- _INSTRUCTIONS TO FOLLOW_
Retype all of the rows below word for word, leaving out the pictures.

- _TASK INPUT_
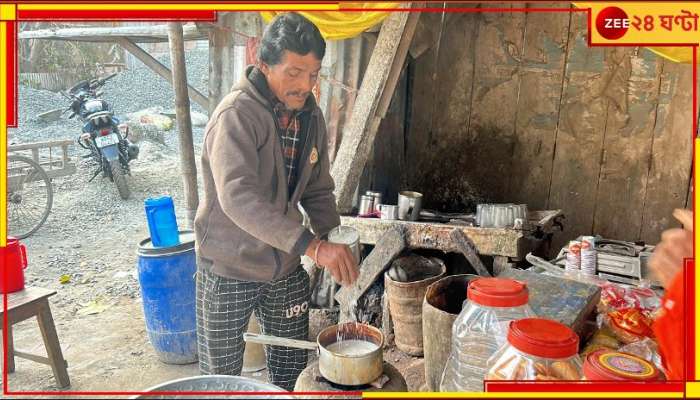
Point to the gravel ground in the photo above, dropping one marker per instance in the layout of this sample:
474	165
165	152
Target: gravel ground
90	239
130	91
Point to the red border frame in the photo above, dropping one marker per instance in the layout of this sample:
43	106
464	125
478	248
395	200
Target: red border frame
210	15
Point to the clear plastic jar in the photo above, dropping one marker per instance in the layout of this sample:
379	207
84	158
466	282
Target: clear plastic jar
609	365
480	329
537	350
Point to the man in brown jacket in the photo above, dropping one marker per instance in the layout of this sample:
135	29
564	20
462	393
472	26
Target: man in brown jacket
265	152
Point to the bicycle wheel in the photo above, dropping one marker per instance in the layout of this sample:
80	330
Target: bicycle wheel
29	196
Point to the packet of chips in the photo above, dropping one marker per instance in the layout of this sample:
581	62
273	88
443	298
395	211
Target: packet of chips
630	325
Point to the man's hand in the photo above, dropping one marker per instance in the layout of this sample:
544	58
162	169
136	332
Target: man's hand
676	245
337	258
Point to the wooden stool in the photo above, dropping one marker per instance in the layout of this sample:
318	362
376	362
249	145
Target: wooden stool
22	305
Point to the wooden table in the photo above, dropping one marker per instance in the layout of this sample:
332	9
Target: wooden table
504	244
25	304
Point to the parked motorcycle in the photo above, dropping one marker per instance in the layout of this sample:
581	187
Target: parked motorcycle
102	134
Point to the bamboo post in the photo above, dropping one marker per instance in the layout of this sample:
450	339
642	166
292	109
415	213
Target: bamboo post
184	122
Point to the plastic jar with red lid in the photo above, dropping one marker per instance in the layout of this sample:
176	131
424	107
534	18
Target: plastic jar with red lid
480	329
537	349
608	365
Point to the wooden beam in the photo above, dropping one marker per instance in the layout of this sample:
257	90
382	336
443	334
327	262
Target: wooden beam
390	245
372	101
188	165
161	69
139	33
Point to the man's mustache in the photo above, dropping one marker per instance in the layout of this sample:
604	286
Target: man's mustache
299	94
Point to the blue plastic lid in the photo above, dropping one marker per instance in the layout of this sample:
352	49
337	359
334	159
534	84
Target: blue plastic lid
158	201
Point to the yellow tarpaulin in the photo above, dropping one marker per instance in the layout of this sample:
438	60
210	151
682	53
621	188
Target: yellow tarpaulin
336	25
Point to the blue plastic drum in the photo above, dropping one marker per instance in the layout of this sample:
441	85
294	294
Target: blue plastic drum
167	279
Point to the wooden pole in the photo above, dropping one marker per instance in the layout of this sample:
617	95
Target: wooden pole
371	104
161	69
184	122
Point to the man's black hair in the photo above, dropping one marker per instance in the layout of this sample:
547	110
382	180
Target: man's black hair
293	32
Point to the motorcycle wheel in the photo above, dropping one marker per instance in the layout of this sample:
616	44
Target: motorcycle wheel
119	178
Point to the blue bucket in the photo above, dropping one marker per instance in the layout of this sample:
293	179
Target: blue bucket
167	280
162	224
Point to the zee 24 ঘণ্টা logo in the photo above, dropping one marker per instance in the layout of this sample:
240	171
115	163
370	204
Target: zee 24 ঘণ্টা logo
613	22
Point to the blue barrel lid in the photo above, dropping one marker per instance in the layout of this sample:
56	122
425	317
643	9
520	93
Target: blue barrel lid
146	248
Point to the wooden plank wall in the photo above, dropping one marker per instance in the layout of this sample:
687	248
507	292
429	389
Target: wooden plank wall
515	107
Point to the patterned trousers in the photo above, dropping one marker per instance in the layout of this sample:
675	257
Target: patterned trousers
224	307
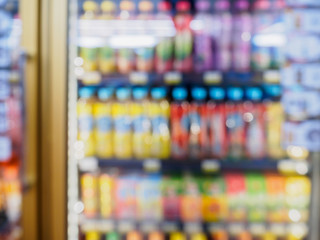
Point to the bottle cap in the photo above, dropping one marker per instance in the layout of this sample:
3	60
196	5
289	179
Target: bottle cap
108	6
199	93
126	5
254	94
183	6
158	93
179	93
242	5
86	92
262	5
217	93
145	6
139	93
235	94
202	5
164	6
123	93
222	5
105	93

- _THE ANSWER_
Point to the gravel ground in the photo above, dropping one marker per instance in the layout of this sample:
474	165
165	152
Target: gravel ground
90	239
130	91
Point to the red border frame in the photo above, dropping one marker per instance in the layout of this sample:
43	106
464	125
478	248
395	200
Target: red border frame
210	15
Point to the clear plastic jar in the photo above, dropping one marker per instance in the layout of this sample:
379	207
84	158
466	282
Target: clear plastic jar
609	365
480	329
537	350
Point to the man in brown jacket in the photo above, dropping one marker per instance in the layout of this sample:
135	29
564	20
462	393
472	26
Target: man in brown jacket
265	152
Point to the bicycle wheel in the photo above, dropping one marker per instance in the layout of this sample:
80	330
Target: bicycle wheel
29	196
Point to the packet of chips in the photo above, dropping one marker per instance in the layout of this sample:
581	62
273	88
443	298
395	211
Target: packet of chips
630	325
Point to the man's hand in the photo above, dropping one marker per instance in the layout of this sample:
544	58
162	169
136	332
Target: man's hand
676	245
337	258
Point to the wooden stool in the photo above, dropping one marker per instance in the layout of this sample:
318	362
376	362
249	145
Target: wooden stool
22	305
Point to the wooden table in the photo above, dropping one marker per instance in the layout of this sample:
332	9
Target: wooden table
504	244
25	304
Point to the parked motorcycle in the photo above, dropping one marker per instance in the layout of this sample:
581	187
Target: parked motorcycle
102	134
Point to the bamboo post in the photo above, dropping one marker per instance in the layout of this sample:
450	339
642	166
292	109
415	213
Target: bamboo post
184	122
Point to the plastic jar with red lid in the photo above, dropping one marker per instance in the layout of this sample:
176	131
424	107
534	18
Target: plastic jar with red lid
480	329
537	349
608	365
Point to the wooden beam in the photo above, dropping one marker per instance in the layout of this sample:
257	90
382	336
443	334
327	262
Target: wooden beam
390	245
372	101
188	165
161	69
139	33
Point to the man's mustache in the photo above, dropping one marker per instance in the layout of this sample:
604	286
Target: man's mustache
299	94
Point to the blue plastic lid in the photo above, dropping one marker per instance in the layout of this sample:
352	49
337	359
334	159
534	84
Target: blue plastic lid
158	201
Point to the yellow tarpaulin in the photo above, dropping one marker per instance in the layout of this sample:
438	60
210	151
682	53
621	188
Target: yellow tarpaulin
336	25
Point to the blue plastic drum in the photo above, dropping one marker per instance in the layout of this sample:
441	85
294	294
Target: blue plastic drum
167	279
Point to the wooden pole in the photo above, dropping one marker per instance in the layout of this sample:
617	95
Target: wooden pole
371	104
161	69
184	122
Point to the man's black hair in the photo above, dropping one marker per instance in the layout of this sample:
547	110
382	180
Target: man's black hair
293	32
Point to the motorcycle wheel in the photo above, dropping one marker per instance in the layout of this sample:
616	44
Target: motorcycle wheel
119	178
Point to the blue bucket in the photo above, dropping one marker per instance in the layout of this sample:
293	179
Target: blue bucket
167	280
162	224
Point to the zee 24 ঘণ্টা logo in the photo above, dropping one marker per instance in the layout of this sample:
240	171
115	163
370	204
Target: zee 24 ঘণ্টা logo
613	22
Point to the blue barrel lid in the photo above, dropping one marker per instance in the layout of this sample:
56	122
425	317
643	9
520	93
Target: blue barrel lid
146	248
Point to the wooden plank wall in the photo above, dropping one marker per instance in the layout of this sample:
687	248
507	292
429	389
Target: wooden plank wall
515	107
Point to the patterned trousers in the photo above, dropping one marker per instance in the layout of this sample:
675	257
Target: patterned trousers
224	307
Point to the bottle cap in the photo above, dropping one marker per instance in the layout of this sample:
3	60
196	5
289	179
Target: bottle cap
108	6
199	93
126	5
254	94
183	6
158	93
179	93
242	5
86	92
262	5
217	93
145	6
139	93
235	94
202	5
164	6
123	93
222	5
105	93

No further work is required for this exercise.